Brief - Scale the entries from the line containing "The component shall return one point per instance of the calm" through the end of the entries, both ends included, and give only those lines again with every request in them. Multiply each coordinate value in the answers by 1.55 and round it to the nearest whole number, rounding halves up.
----
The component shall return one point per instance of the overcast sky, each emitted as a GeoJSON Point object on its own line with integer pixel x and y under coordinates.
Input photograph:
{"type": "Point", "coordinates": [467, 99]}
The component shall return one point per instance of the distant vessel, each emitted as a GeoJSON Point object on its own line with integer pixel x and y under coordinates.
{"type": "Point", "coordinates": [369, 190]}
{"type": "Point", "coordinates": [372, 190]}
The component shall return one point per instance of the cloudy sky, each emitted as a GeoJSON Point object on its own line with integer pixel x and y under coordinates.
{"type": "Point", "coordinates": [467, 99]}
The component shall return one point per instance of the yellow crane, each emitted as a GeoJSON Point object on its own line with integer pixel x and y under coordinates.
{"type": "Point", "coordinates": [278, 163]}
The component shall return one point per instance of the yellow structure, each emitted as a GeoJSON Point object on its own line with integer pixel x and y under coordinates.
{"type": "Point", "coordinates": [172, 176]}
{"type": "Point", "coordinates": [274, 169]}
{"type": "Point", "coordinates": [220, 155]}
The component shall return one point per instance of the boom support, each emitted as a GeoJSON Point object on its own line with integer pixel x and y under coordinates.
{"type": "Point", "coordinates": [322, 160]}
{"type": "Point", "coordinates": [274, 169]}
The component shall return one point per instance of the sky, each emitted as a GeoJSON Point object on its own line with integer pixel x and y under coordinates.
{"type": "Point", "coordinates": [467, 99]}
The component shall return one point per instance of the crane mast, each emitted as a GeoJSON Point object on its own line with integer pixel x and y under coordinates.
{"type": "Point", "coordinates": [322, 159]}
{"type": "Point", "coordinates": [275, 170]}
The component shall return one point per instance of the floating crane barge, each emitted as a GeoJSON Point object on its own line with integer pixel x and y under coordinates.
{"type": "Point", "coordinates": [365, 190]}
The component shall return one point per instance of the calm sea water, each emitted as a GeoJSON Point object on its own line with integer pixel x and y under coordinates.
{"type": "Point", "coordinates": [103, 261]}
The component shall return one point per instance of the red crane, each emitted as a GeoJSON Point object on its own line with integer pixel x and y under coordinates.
----
Task output -
The component shall return one point per instance of the calm sea water, each emitted as a GeoJSON Point object on its own line with integer pixel x and y under coordinates.
{"type": "Point", "coordinates": [160, 405]}
The component shall return one point per instance of the red crane, each emitted as a GeoJSON Point object on its own line with integer pixel x and y under coordinates.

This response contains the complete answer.